◆ Requirement 1
From the article on Jaja Santiago's MVP award below, return the passage starting at "And indeed the" and ending at "five-year collegiate career.", copied word for word.
◆ Requirement 2
Write the next part of the article about Jaja Santiago's UAAP MVP win, picking up after its final sentence.

◆ Provided text

****

The MVP in Jaja’s Heart
Kristina Villanueva (The Philippine Star) - May 13, 2018 - 12:00am

MANILA, Philippines — As Jaja Santiago hoisted her UAAP season 80 women’s volleyball Most Valuable Player trophy at center court at the Smart Araneta Coliseum, her thoughts were far off – to the memory of a person who believed she was worthy of the plum more than anybody else did.

If the National University Lady Bulldogs star had a biggest fan, it would be her grandfather who knew that she would one day bring home the top individual honor in the collegiate league.

And indeed the 6-foot-5 Santiago did, as she was handed the MVP award in her final year after lording it over the spiking department and coming in second in scoring and in blocking.

She was also feted her fourth straight Best Spiker accolade to add to the slew of individual recognitions she amassed in her five-year collegiate career. 

She was named Rookie of the Year in 2014 and bagged the Best Scorer and Best Blocker honors last year. 

As her grandmother cheered from the audience, the absence of her grandfather was palpably felt.

****

◆ Records provided
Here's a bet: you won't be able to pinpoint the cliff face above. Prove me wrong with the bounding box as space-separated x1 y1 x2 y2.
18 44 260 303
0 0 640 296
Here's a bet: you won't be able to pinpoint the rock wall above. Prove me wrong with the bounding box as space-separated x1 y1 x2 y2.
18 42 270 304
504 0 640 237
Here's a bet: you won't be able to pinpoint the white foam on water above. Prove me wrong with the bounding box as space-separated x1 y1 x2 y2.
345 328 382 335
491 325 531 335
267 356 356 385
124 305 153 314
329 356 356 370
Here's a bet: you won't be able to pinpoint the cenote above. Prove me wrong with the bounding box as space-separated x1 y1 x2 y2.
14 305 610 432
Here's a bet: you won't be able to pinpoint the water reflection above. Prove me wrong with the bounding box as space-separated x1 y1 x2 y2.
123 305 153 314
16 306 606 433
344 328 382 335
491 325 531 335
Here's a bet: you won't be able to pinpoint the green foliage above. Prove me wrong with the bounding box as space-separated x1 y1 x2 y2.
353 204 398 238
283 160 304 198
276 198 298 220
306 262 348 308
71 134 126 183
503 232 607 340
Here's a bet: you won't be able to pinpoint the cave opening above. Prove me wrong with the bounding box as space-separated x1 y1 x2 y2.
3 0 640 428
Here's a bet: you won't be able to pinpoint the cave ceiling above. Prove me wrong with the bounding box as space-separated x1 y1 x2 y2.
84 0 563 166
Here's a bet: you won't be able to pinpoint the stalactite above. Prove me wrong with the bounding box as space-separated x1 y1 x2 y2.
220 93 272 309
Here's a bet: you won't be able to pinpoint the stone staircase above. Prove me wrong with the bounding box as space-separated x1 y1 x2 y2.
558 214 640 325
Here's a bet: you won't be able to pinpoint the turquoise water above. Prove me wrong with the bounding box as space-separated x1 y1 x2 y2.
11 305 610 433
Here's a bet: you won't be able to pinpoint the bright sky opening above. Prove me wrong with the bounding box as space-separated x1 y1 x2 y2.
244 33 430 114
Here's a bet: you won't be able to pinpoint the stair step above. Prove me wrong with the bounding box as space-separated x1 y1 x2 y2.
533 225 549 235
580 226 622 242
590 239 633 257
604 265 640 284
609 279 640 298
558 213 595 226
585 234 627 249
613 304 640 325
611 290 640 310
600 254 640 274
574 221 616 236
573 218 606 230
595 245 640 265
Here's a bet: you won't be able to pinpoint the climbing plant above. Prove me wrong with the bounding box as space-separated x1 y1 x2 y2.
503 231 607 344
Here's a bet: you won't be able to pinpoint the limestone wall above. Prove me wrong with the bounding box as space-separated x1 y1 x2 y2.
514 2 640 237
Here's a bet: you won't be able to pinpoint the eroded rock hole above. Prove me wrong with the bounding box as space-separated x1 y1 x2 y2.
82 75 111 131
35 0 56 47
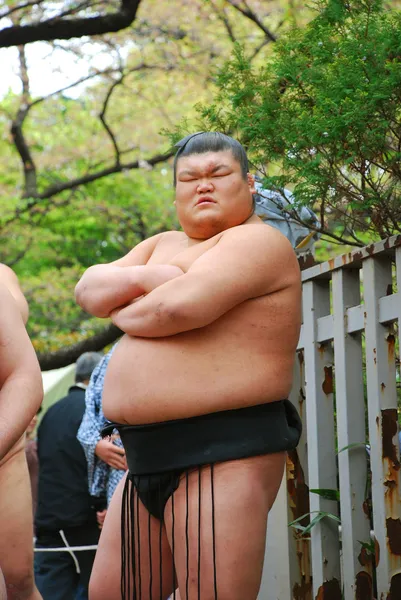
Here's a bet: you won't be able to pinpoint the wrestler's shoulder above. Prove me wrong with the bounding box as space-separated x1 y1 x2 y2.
222 222 294 254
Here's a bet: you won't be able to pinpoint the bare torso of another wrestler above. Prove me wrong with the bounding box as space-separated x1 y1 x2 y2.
103 225 301 425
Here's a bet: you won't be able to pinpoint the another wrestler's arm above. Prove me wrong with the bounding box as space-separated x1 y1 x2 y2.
0 284 43 459
75 235 182 318
111 225 300 337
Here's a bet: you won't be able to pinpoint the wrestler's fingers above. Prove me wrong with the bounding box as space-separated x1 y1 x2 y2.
113 444 125 456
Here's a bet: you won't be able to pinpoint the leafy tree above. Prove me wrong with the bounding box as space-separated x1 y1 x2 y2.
0 0 291 369
195 0 401 246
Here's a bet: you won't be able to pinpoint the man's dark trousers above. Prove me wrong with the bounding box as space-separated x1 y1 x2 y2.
35 523 100 600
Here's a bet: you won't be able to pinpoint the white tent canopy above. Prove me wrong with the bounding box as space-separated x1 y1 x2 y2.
40 363 75 416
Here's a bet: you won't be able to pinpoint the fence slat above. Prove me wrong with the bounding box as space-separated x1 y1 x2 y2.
332 269 373 600
288 350 313 600
303 281 341 600
363 257 401 600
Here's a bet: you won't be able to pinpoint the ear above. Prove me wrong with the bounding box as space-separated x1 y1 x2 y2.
246 173 256 194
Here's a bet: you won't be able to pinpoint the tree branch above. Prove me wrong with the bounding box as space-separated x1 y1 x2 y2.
210 0 237 44
0 0 44 19
39 150 174 204
0 0 141 48
226 0 277 42
11 46 38 198
38 323 123 371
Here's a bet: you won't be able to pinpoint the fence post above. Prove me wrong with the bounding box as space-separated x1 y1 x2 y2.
363 255 401 600
303 280 341 600
332 269 373 600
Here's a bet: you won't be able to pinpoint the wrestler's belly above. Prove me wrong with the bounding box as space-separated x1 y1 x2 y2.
103 308 294 424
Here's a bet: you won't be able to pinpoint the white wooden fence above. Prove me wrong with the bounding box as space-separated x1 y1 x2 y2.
259 236 401 600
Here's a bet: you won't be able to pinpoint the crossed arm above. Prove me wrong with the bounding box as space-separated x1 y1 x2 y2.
0 283 43 460
77 225 299 337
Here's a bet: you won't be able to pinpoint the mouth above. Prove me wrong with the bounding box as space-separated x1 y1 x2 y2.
196 196 216 206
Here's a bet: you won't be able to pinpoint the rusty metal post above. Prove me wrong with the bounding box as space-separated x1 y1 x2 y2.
363 251 401 600
283 349 313 600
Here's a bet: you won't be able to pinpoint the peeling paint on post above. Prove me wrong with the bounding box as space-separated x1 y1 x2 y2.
322 366 333 396
355 571 373 600
386 573 401 600
386 519 401 556
315 579 342 600
287 450 312 600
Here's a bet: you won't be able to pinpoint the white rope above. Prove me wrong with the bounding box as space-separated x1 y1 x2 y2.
33 545 97 552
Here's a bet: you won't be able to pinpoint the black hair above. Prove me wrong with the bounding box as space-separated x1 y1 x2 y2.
173 131 249 187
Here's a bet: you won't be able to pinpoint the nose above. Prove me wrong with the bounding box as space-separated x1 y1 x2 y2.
197 179 214 194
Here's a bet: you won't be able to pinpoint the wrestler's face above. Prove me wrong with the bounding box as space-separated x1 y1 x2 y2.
175 150 255 239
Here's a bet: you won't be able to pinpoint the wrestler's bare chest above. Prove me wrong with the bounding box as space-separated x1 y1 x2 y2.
103 232 298 424
148 231 224 272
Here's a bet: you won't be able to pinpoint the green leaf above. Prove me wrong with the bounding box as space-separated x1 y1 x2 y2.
309 488 340 502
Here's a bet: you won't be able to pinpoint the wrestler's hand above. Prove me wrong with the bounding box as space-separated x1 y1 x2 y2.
95 440 128 471
96 508 107 529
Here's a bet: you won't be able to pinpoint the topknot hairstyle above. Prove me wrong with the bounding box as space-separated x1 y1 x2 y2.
173 131 249 187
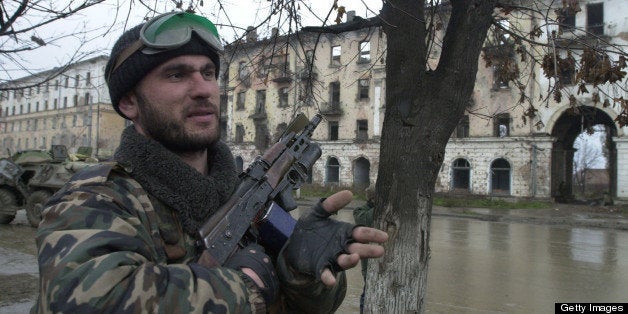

****

◆ Answer section 1
And indeed the 6-foot-5 Santiago did, as she was handed the MVP award in her final year after lording it over the spiking department and coming in second in scoring and in blocking.

She was also feted her fourth straight Best Spiker accolade to add to the slew of individual recognitions she amassed in her five-year collegiate career.

◆ Answer section 2
Santiago’s lolo succumbed to colon cancer last February. 

“When I received the award, I remembered my grandfather. Last year, before he passed away, he always told me, ‘You will be the MVP.’ When my lola knew I was the MVP, she cried so hard. She told me that my lolo is now happy,” said Santiago. 

Inspired by her grandpa, Jaja Santiago claims the MVP award on her final year in the UAAP.

“My lolo always supported me. I told my lola that if my lolo was still with us, he could have joined my lola in attending the awarding. It could have been the first and last since my lolo and lola did not attend the previous ones. My lola and I really became emotional because this was my lolo’s dream for me,” added Santiago. 

The road to making her grandfather’s dream come true entailed a lot of sacrifices for the dutiful granddaughter. Wanting to attend to her ailing grandfather despite a taxing UAAP season, Santiago juggled her time between her studies, training and games, and going home to Cavite to take care of her lolo.

“When he was in the hospital, I really made an effort to go home to Cavite after training to take care of him and to encourage him. Then he passed away. When a person loses a loved one, one might opt not to train. But I still chose to. I would head to training and to our games then head back to Cavite afterwards,” said Santiago. 

It was thus not surprising that she offered her MVP trophy to her grandfather, as well as to her teammates, coaches and the NU community. 

It had not been an easy journey for Santiago in the UAAP either. As a rookie, Santiago dreamed of helping NU reach great heights in volleyball and clinch the elusive UAAP diadem.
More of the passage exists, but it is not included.